What is needed
Should a line below contain the word "deal", report it.
*** Data ***
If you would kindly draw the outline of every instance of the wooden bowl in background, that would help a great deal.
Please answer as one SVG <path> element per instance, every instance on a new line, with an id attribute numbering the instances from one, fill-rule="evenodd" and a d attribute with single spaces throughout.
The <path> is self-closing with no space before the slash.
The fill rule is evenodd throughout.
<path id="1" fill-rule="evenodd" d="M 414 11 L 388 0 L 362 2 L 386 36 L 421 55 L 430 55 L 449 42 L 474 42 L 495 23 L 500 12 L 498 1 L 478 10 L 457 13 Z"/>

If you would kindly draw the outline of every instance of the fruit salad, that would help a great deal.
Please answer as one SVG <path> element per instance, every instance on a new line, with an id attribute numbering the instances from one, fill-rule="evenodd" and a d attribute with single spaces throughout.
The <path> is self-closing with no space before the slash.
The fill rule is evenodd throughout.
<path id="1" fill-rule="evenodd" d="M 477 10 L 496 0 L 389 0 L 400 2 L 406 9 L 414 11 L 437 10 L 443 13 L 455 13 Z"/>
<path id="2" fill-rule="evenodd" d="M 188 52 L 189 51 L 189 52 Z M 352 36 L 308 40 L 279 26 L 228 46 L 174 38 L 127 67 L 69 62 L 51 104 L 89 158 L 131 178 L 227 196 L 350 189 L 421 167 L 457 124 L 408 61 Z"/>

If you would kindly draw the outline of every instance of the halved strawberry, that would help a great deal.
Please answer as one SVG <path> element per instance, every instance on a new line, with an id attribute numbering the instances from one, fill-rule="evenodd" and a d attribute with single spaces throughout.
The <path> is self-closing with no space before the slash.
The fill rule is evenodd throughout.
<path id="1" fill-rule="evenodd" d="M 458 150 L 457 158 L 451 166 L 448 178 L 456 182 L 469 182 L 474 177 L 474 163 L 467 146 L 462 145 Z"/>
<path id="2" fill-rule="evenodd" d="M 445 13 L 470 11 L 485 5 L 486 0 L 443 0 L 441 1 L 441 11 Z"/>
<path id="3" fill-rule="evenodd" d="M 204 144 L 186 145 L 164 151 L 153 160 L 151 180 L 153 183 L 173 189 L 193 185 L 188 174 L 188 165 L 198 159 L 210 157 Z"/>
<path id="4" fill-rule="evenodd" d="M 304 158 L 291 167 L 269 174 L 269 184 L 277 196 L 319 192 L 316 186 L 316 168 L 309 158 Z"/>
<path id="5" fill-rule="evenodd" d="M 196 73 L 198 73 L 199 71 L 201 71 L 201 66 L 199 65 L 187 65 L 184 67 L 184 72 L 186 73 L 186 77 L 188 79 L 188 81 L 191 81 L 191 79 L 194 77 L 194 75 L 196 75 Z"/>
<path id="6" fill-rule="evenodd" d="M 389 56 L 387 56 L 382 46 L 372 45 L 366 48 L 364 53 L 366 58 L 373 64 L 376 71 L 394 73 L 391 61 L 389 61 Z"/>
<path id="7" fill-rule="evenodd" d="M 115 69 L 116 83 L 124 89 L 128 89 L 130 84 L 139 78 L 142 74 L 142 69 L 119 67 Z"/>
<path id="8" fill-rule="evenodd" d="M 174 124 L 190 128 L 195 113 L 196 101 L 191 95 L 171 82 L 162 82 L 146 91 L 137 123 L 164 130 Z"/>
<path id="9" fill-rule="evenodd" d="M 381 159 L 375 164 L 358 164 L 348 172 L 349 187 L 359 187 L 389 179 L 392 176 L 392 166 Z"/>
***
Completed task
If you would kindly draw the outline of every instance of the wooden bowl in background, that would help a great deal.
If you would kindly draw the outline of every instance of the fruit salad, that would help a great deal.
If you would kindly draw the outline of every instance of the halved strawberry, that would help a great deal.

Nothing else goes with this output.